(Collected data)
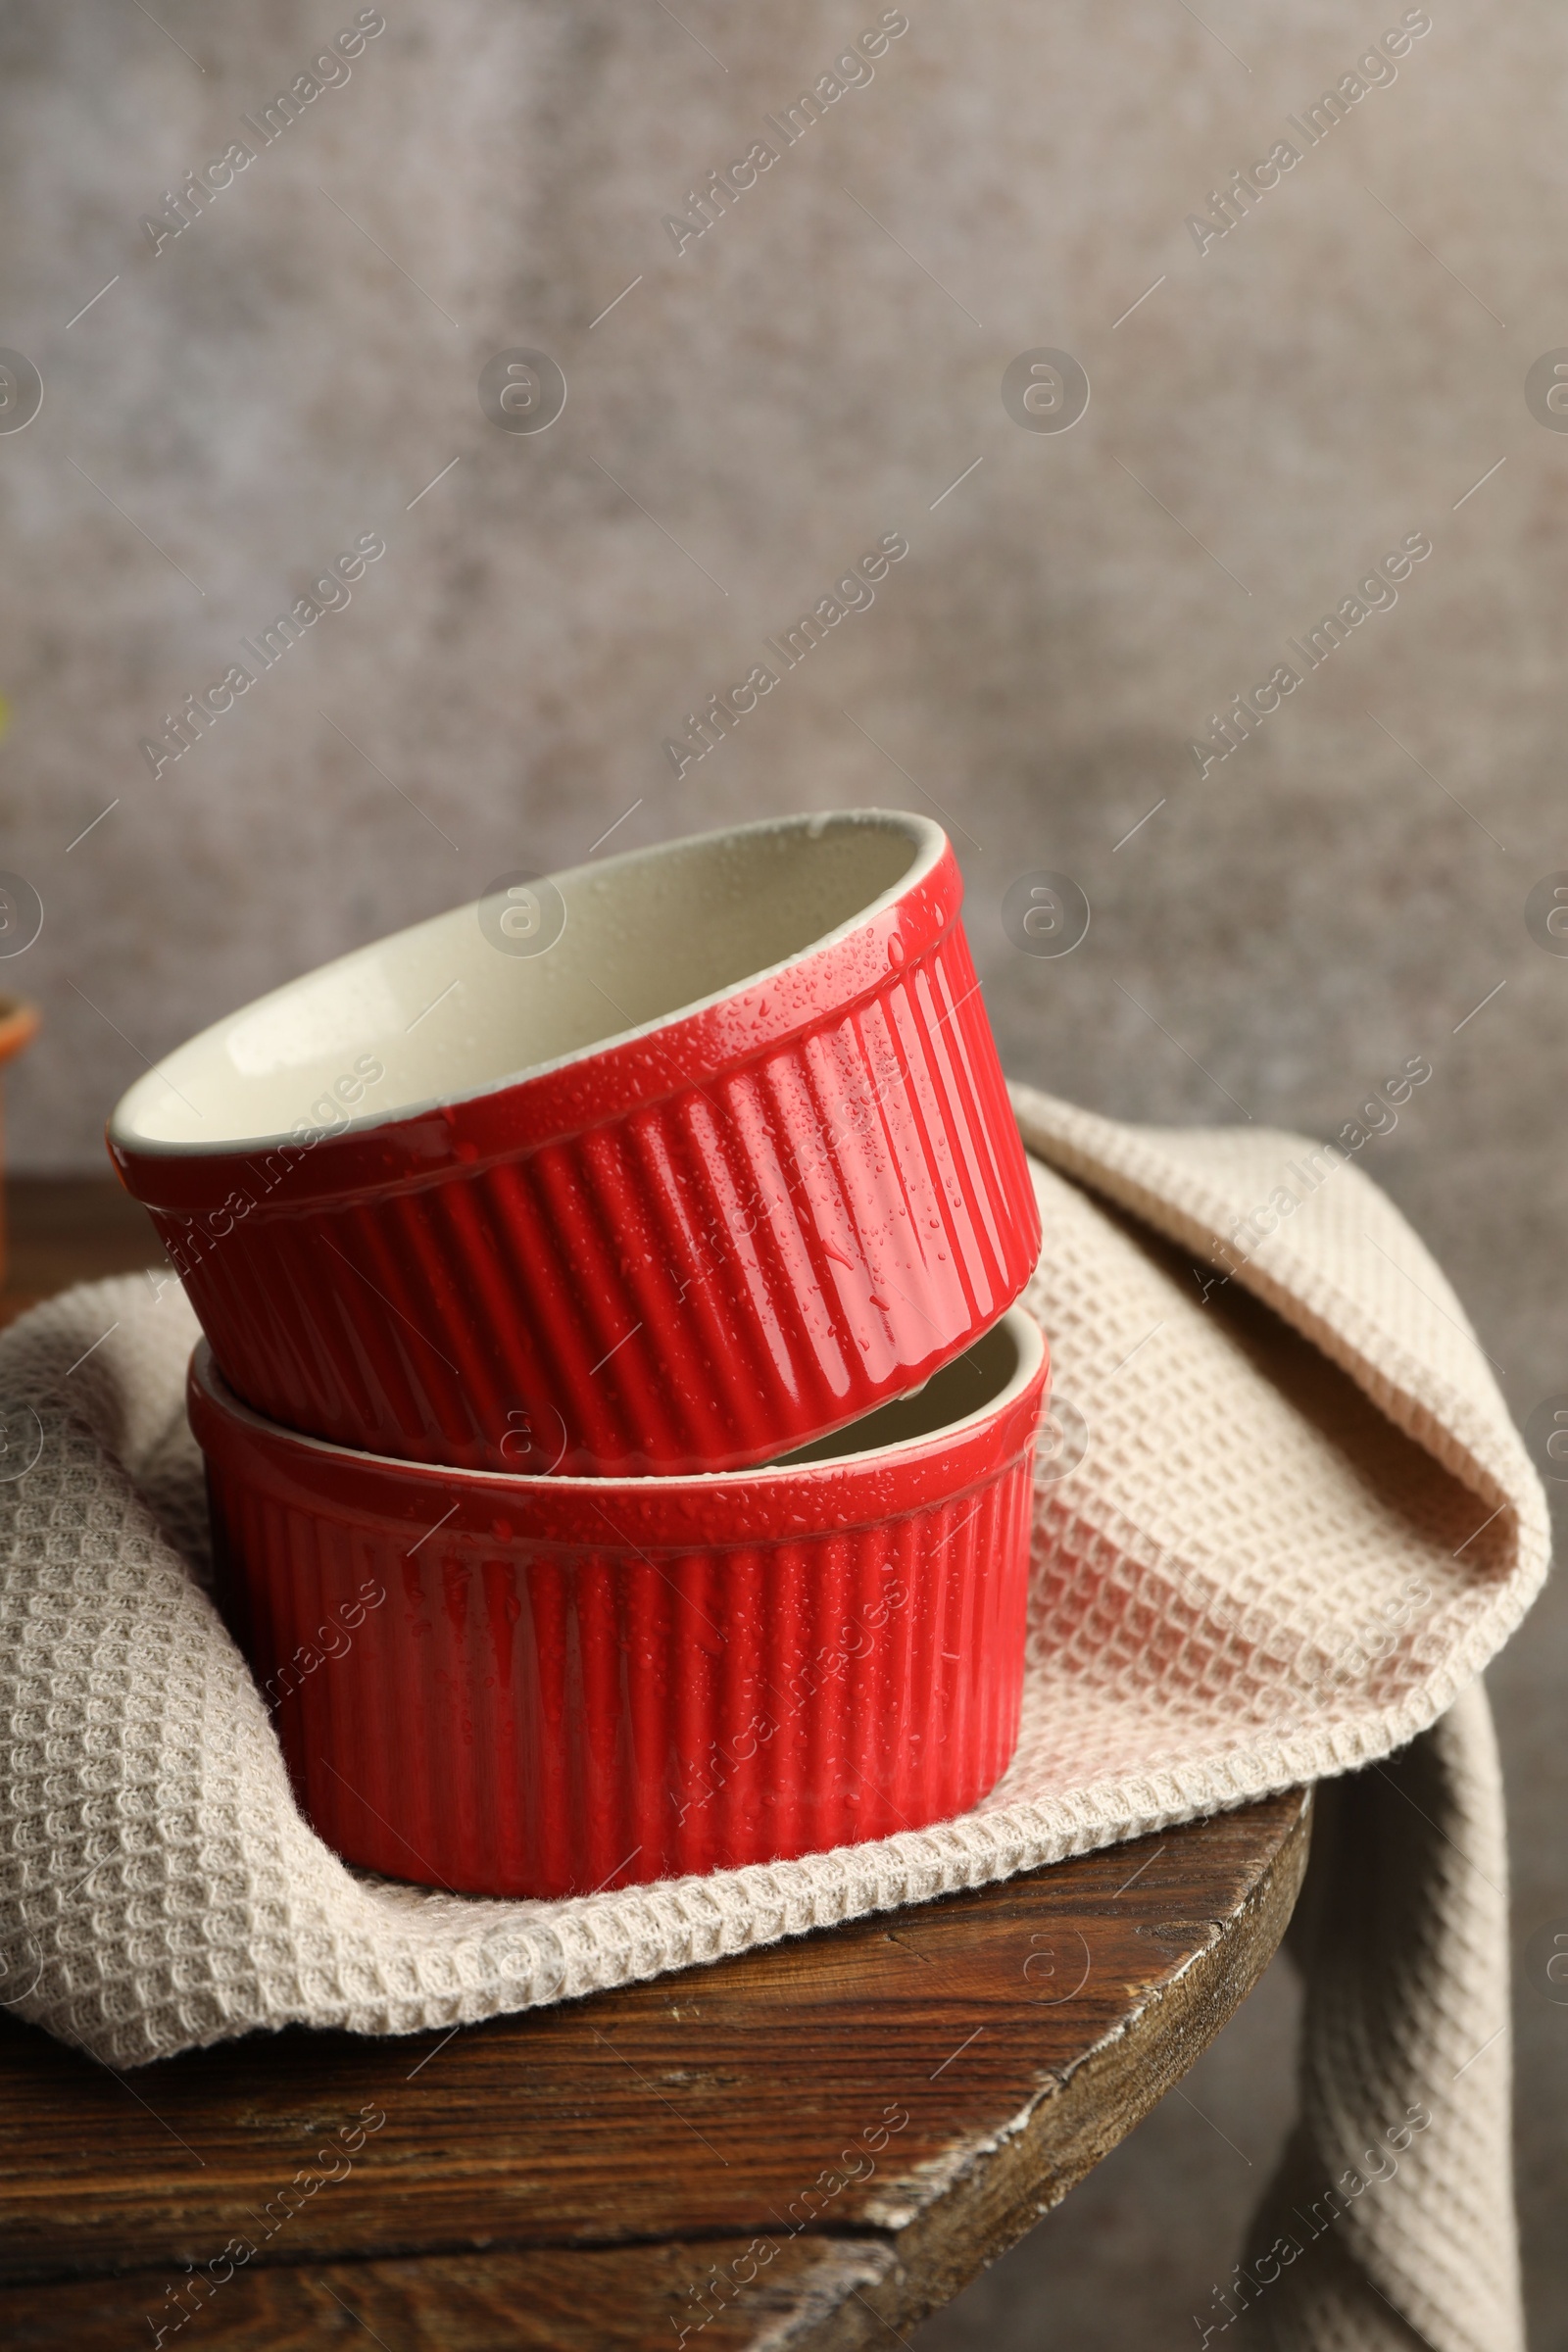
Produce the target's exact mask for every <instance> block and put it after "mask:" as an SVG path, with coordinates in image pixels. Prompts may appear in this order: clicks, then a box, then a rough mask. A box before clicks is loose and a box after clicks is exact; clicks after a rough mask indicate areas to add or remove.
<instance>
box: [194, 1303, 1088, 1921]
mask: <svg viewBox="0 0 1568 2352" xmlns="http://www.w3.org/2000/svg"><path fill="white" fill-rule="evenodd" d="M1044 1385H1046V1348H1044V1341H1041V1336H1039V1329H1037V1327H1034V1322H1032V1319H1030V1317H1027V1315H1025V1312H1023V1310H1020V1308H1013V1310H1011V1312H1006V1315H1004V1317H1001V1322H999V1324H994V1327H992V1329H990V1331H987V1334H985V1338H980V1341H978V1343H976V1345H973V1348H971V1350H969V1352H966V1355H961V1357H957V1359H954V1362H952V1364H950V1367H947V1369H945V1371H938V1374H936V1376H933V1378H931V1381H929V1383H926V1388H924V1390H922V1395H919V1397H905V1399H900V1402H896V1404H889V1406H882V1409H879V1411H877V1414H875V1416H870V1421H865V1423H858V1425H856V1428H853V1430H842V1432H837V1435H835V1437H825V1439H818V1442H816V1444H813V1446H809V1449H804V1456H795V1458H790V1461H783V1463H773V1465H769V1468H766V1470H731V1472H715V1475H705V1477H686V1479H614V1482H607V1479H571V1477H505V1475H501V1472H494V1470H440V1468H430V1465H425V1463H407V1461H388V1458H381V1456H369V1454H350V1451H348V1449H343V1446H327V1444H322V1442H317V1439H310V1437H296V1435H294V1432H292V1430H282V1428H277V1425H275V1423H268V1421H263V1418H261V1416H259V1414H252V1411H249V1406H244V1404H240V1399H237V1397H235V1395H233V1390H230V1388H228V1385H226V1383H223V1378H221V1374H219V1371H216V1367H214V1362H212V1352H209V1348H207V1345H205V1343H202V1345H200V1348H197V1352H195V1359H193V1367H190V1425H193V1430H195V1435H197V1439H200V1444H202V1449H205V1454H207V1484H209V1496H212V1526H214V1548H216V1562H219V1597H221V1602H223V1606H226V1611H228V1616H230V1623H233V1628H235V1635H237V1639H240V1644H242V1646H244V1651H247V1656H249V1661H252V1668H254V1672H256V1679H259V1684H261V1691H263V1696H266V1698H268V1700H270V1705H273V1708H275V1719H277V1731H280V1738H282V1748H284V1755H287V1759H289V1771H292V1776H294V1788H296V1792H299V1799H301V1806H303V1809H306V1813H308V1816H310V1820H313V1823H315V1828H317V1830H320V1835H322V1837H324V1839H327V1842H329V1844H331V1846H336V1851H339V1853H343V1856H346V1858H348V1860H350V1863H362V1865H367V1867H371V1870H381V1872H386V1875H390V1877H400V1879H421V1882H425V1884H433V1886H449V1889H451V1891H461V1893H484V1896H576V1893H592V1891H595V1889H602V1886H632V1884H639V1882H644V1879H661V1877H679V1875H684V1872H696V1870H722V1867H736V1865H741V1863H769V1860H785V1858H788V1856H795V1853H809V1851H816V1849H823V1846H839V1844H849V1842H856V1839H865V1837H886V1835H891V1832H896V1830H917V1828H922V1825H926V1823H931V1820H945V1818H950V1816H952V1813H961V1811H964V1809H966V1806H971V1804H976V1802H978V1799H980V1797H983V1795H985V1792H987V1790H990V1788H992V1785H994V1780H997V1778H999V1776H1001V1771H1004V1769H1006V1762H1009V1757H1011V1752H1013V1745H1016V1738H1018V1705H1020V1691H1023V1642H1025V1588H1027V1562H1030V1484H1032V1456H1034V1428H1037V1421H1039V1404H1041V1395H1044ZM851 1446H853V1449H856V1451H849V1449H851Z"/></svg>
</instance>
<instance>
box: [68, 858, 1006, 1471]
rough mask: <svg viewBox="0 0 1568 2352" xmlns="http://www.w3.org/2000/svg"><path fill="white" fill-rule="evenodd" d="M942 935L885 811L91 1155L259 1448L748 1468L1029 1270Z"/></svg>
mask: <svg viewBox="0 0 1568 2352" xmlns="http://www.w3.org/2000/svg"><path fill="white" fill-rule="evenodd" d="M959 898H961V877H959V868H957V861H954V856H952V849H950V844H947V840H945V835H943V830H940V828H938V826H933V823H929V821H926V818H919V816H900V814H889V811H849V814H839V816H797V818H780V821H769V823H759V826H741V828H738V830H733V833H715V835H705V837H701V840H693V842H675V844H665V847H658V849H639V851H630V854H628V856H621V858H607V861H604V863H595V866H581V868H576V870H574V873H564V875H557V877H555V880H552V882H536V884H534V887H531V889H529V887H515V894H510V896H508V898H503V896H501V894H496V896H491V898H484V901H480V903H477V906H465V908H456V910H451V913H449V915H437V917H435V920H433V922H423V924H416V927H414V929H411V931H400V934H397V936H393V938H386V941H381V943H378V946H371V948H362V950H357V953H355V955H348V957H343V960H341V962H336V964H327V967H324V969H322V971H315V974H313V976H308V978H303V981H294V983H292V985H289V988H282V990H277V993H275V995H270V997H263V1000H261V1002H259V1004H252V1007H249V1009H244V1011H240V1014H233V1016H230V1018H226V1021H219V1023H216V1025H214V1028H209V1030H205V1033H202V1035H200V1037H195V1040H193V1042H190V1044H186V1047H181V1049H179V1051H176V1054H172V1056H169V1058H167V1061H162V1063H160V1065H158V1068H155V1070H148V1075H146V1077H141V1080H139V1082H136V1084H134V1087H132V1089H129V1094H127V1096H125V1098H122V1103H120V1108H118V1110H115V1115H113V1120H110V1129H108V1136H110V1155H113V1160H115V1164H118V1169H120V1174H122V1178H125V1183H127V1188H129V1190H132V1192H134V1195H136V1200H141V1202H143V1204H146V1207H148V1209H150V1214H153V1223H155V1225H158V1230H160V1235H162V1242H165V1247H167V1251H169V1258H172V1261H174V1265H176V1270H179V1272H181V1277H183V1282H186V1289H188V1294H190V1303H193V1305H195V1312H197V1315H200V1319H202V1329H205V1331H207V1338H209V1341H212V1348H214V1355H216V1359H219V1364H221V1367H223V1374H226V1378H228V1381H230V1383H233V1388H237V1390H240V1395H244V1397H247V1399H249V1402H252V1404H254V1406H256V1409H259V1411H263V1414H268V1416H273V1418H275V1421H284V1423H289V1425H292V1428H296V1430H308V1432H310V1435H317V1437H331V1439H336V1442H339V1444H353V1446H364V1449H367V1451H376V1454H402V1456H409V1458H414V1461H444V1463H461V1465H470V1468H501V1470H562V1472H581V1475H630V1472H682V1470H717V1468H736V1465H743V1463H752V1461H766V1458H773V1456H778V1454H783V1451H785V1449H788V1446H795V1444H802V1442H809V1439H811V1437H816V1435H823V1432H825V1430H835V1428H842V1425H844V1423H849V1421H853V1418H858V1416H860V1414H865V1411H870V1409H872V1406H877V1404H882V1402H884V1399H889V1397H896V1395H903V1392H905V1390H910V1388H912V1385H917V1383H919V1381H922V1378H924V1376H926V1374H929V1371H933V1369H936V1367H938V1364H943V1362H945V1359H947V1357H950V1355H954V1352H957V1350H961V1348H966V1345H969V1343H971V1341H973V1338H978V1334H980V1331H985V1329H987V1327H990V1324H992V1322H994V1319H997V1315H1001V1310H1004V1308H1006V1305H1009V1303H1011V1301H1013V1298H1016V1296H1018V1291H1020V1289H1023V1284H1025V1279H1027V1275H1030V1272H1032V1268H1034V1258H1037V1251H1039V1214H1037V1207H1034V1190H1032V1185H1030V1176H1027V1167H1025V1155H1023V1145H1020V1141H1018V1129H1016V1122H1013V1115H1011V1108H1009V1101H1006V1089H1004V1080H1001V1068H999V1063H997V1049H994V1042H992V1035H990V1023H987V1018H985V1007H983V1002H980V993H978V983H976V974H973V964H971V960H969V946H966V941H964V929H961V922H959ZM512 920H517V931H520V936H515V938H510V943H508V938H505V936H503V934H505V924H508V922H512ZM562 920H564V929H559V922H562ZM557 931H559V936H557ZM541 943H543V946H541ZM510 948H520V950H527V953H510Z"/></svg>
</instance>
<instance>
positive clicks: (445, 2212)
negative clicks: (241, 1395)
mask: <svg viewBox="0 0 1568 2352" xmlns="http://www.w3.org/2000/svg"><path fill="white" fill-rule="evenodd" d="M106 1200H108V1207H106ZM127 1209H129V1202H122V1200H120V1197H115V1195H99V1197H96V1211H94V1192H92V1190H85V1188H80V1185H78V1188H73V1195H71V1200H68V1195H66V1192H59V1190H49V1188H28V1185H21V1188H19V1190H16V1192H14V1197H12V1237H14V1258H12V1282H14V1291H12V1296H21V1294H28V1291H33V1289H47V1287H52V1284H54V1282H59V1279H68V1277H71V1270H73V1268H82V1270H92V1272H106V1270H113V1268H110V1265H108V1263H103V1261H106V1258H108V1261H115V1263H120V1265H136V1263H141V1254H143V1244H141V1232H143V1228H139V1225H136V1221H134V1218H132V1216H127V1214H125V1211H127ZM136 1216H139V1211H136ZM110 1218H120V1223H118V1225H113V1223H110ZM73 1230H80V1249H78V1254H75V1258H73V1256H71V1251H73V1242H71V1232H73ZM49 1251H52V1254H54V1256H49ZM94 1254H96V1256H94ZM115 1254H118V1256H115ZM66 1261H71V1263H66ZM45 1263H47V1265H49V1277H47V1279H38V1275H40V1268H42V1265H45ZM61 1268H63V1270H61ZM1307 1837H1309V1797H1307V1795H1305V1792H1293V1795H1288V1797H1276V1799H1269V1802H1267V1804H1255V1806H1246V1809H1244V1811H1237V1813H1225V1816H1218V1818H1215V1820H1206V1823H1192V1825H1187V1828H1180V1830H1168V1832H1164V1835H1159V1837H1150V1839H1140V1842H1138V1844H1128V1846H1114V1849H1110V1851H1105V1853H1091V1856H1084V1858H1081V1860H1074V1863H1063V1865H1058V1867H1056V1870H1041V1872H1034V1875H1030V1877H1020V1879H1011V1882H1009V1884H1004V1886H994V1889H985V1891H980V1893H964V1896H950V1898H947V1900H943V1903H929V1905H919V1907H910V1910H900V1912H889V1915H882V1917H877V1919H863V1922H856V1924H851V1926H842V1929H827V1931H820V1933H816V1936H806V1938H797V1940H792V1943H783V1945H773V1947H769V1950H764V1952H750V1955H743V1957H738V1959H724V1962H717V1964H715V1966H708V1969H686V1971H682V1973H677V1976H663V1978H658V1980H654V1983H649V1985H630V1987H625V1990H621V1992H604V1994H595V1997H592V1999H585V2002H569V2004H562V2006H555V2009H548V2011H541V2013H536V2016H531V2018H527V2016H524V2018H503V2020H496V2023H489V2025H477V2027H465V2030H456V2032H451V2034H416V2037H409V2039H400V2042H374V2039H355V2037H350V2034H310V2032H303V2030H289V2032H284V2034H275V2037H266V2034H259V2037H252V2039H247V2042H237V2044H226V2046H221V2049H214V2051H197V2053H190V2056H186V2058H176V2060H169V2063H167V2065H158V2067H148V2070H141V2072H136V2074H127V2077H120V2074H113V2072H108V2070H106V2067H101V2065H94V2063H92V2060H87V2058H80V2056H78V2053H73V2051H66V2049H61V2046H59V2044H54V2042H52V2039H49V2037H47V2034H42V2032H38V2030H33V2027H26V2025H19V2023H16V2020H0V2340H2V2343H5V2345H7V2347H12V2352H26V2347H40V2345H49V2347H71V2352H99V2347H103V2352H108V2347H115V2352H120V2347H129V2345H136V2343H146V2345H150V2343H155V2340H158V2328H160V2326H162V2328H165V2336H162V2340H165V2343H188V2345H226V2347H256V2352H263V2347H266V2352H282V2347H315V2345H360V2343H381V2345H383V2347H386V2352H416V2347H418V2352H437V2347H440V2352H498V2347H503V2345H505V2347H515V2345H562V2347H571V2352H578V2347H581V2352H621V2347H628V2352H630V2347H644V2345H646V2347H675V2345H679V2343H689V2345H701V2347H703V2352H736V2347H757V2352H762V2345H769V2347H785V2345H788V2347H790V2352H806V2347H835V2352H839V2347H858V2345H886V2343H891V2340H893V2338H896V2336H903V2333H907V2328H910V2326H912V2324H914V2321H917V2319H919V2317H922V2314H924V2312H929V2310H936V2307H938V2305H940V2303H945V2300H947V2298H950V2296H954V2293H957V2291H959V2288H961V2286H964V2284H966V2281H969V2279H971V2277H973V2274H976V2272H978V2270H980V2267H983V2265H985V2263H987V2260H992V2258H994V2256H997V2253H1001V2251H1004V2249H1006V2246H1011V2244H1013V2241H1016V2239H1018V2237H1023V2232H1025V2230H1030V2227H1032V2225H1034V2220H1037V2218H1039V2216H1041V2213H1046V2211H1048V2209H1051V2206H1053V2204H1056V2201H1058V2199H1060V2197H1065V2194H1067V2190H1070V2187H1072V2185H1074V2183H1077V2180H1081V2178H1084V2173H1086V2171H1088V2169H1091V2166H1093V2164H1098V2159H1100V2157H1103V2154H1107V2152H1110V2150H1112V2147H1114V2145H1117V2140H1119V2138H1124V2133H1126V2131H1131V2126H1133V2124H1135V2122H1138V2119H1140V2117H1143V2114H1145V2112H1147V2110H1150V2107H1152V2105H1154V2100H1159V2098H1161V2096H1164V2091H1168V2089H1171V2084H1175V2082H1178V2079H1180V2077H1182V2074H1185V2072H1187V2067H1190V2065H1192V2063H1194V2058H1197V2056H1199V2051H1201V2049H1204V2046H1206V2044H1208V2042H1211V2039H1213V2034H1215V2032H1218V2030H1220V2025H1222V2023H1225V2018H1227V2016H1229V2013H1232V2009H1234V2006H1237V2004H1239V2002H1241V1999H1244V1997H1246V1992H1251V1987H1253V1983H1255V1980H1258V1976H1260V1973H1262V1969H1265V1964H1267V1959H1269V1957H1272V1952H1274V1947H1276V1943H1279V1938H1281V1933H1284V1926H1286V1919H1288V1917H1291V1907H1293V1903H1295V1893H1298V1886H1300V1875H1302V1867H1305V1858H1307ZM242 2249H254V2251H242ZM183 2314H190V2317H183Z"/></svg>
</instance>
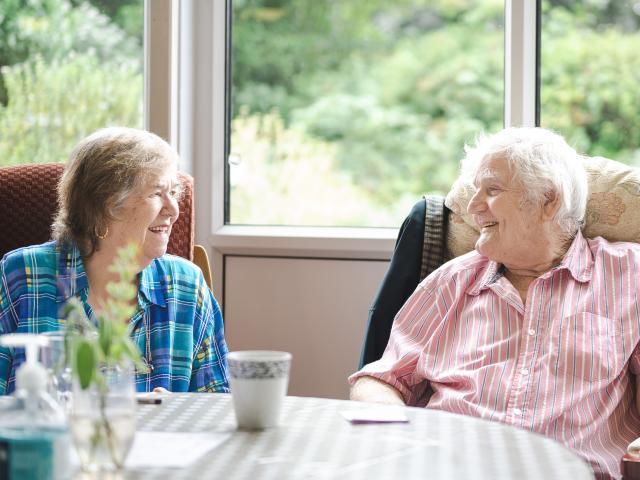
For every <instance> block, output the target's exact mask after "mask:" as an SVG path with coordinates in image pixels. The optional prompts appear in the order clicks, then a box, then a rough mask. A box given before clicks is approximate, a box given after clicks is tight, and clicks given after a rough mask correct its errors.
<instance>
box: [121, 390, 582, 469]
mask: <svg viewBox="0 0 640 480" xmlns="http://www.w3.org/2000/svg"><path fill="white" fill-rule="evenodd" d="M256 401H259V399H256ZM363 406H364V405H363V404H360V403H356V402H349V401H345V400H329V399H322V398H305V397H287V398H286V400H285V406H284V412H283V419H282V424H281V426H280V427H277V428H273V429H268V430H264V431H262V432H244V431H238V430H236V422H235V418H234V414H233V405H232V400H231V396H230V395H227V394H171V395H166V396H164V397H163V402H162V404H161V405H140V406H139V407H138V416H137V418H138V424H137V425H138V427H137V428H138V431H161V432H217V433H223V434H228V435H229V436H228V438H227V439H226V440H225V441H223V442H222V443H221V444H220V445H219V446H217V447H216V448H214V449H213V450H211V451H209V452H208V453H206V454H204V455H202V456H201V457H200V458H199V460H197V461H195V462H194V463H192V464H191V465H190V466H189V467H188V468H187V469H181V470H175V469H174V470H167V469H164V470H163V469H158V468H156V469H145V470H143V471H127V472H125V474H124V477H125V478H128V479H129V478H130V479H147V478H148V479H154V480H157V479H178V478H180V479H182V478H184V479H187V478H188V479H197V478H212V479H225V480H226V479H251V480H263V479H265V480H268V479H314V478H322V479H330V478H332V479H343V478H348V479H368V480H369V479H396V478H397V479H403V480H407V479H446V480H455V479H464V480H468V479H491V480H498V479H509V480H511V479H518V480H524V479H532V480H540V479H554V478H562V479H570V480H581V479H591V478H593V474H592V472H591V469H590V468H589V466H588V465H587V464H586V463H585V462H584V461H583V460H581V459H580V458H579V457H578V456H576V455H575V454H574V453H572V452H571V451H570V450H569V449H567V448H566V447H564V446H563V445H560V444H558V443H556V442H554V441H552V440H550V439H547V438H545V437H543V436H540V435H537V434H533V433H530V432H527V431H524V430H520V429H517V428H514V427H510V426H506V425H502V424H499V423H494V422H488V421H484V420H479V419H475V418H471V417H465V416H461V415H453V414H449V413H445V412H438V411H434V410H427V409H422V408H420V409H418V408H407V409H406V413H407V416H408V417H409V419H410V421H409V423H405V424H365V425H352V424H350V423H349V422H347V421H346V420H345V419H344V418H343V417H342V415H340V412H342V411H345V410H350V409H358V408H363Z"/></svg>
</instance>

▸ **PROBLEM TO WORK ON**:
Show every line from the entries that includes the word "block".

▸ **ANSWER BELOW**:
Produce the target's exact mask for every <instance> block and put it after "mask:" as an SVG path, with coordinates in image pixels. Prompts may appear in this order: clicks, then a box, then a rough mask. A box before clicks is loose and a box after clicks is exact; clicks after a rough mask indicate areas to add or remove.
For every <instance> block, output the target's exact mask after "mask:" as an SVG path with coordinates in image pixels. The optional prompts appear in the order clicks, then a box, then a rough mask. A box given before clicks is approximate, a box given after clicks is tight, and clicks given after a rough mask correct its errors.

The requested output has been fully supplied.